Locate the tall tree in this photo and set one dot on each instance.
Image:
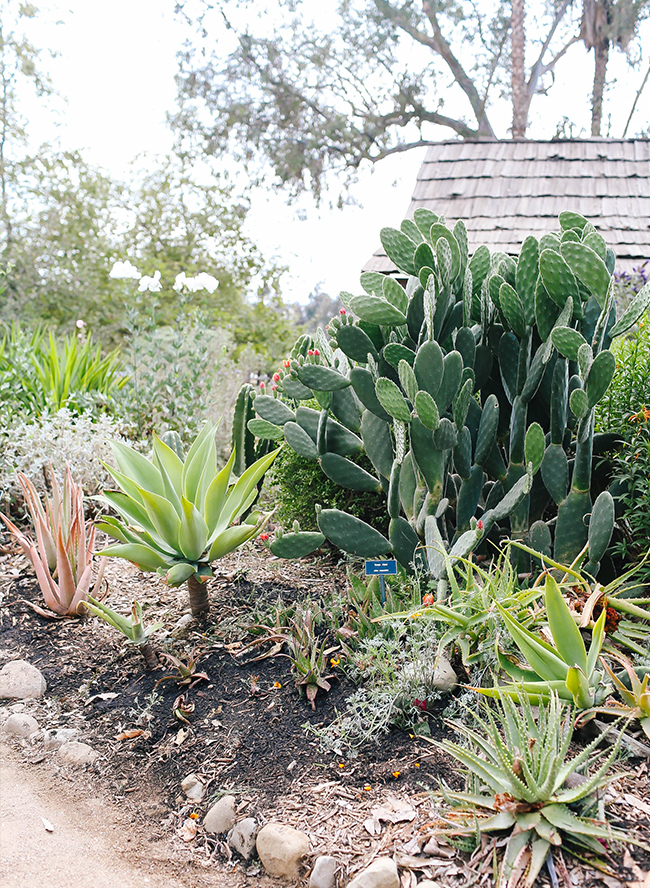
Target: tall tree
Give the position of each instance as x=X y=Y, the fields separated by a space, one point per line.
x=606 y=23
x=19 y=69
x=314 y=93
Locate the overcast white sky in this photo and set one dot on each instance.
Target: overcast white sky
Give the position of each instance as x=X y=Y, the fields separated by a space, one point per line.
x=116 y=68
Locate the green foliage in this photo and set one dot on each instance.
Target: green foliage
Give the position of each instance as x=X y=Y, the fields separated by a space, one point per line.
x=625 y=411
x=177 y=515
x=520 y=787
x=40 y=374
x=472 y=397
x=132 y=628
x=297 y=484
x=278 y=101
x=56 y=440
x=565 y=667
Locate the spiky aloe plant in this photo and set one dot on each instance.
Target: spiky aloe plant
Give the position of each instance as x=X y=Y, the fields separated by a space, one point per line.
x=62 y=554
x=178 y=516
x=518 y=760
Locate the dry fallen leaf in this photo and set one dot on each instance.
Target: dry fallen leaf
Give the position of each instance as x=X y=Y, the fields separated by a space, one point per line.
x=187 y=832
x=372 y=826
x=109 y=695
x=636 y=803
x=129 y=735
x=394 y=811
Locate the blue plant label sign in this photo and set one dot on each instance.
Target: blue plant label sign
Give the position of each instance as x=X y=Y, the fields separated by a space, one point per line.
x=381 y=567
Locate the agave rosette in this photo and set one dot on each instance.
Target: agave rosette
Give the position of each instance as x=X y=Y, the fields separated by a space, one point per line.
x=177 y=516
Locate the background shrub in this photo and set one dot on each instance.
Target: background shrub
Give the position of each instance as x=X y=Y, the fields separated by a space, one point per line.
x=626 y=411
x=58 y=439
x=297 y=484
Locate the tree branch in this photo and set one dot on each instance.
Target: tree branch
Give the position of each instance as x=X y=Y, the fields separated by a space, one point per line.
x=538 y=69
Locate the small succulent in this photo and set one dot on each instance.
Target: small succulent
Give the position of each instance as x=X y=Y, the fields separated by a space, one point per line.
x=132 y=628
x=522 y=786
x=62 y=554
x=564 y=667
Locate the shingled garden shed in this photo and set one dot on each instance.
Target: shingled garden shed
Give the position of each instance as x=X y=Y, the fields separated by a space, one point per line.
x=507 y=190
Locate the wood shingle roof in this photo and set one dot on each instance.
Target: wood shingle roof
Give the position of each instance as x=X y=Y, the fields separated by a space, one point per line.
x=506 y=190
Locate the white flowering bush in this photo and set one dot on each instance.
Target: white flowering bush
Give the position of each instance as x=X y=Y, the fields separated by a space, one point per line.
x=61 y=438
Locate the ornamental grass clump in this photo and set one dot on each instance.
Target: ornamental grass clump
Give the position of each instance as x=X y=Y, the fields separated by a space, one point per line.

**********

▸ **Task instructions**: Set down the entries word for word, omitting all pictures.

▸ **Result of the exercise**:
Locate the tall tree in this photo and set one dot on each instance.
Image:
Target: tall tree
Give the position of each instance as x=X y=Y, the fields separated by a space, one point per line.
x=606 y=23
x=19 y=69
x=314 y=93
Locate the overcast white sky in this photo and set one dot on each instance.
Target: overcast white sky
Give the position of each instance as x=X y=Y, the fields separated by a space, one point per line.
x=116 y=68
Locate the green foliage in this photo and set one dot on each instance.
Target: green foliage
Give the position of each instance as x=X y=Y, the fields separated by a space, one point per line.
x=625 y=411
x=177 y=515
x=520 y=787
x=40 y=374
x=472 y=397
x=132 y=628
x=297 y=484
x=278 y=101
x=56 y=440
x=565 y=667
Locate the spiky aloe plant in this photo and set one dot on each instance.
Target: spiky aloe plant
Give the position of each instance as x=X y=Y, the fields separated by a space, one point per line.
x=62 y=554
x=178 y=516
x=518 y=760
Locate the dry fallen leaf in this photo and set one dot on each instance.
Target: dry fallen leaf
Give the position of each instance as x=X y=Y, the fields separated by a space, one point per line.
x=187 y=832
x=372 y=826
x=109 y=695
x=636 y=803
x=129 y=735
x=394 y=811
Locate the blue plant label sign in this photo and set one dot on each instance.
Target: blue plant label sign
Give the position of each instance as x=X y=Y, the fields separated by a space, one point per line.
x=381 y=567
Locate the agave rosette in this photo and set one dot on each instance.
Target: agave rosette
Give the position of each instance as x=X y=Y, the fields separated by a space, one point per line.
x=177 y=516
Locate the background shrub in this photo and set one dot on each instance.
Target: background shrub
Give the position of each instance as x=X y=Y, the fields separated by a space, one point per line.
x=626 y=411
x=58 y=439
x=297 y=484
Locate the tree branch in this photo and set one dot on each instance.
Target: tree branch
Give the position of each instance as x=X y=Y, the fields separated by a space, one point per line.
x=538 y=69
Locate the small succulent in this photo and set one dot on each instance.
Target: small succulent
Give the position of each instance as x=X y=Y, the fields separated by a space, one point per line.
x=132 y=628
x=522 y=786
x=62 y=554
x=564 y=667
Locate the shingled garden shed in this photo and set one dot on each instance.
Target: shingled garden shed
Give the position of each instance as x=X y=Y, the fields separated by a space, one point per line.
x=507 y=190
Locate the wood shingle roof in this photo and set one dot on each instance.
Target: wood shingle roof
Give the position of each instance as x=X y=Y, the fields separated by a space, one point per line.
x=506 y=190
Locate the white flowering bush in this photo and set one dot on each instance.
Target: white flowering bush
Give the position of each instance as x=X y=Y, the fields separated by a space, one point per line.
x=61 y=438
Locate the ornamental grass clump in this photo and set one dot on each instance.
Target: ornamental grass clump
Give the position of each instance as x=X y=Y, the fields separated by a space, one point per line.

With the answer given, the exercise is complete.